• **Exercise goal**: Render the data as a numbered list, from the line containing "Where does a point fall on the dead" through the end of the data, leaving out any blank lines.

• **Material for this exercise**:
-- START --

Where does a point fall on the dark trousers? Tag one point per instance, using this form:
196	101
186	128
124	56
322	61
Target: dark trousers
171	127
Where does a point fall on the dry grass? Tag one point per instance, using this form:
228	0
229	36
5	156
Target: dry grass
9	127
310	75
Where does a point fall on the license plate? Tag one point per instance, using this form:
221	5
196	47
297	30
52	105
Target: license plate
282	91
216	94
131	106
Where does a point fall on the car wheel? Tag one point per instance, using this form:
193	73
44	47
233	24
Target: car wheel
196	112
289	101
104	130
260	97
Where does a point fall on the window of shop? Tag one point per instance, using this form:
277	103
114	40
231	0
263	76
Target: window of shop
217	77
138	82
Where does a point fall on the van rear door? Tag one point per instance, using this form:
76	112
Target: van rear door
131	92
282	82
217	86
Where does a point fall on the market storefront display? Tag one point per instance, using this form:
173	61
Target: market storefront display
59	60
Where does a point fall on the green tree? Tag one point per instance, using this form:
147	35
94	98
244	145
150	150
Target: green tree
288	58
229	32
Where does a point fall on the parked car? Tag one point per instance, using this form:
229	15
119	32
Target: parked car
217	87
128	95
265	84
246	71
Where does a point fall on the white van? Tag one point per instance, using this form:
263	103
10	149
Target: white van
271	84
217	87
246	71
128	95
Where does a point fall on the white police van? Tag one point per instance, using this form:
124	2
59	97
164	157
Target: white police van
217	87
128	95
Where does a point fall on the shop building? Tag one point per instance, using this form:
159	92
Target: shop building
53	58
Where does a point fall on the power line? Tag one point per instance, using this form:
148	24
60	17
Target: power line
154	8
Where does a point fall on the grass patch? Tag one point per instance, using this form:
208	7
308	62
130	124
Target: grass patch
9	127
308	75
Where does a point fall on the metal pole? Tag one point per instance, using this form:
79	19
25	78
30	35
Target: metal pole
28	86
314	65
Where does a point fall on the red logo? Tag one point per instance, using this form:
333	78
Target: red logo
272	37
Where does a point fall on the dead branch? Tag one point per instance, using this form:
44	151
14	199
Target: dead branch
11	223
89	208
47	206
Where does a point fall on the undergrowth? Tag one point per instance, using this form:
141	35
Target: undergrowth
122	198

-- END --

• **Exercise answer**:
1. Where does a point fall on the dead branch? Tag one point per instance, using this form:
2. 44	151
3. 14	199
4. Target: dead branch
5. 11	223
6. 89	208
7. 47	206
8. Where does a point fall on the undergrowth? Tag one point per instance, using this form:
9. 141	35
10. Target: undergrowth
11. 122	198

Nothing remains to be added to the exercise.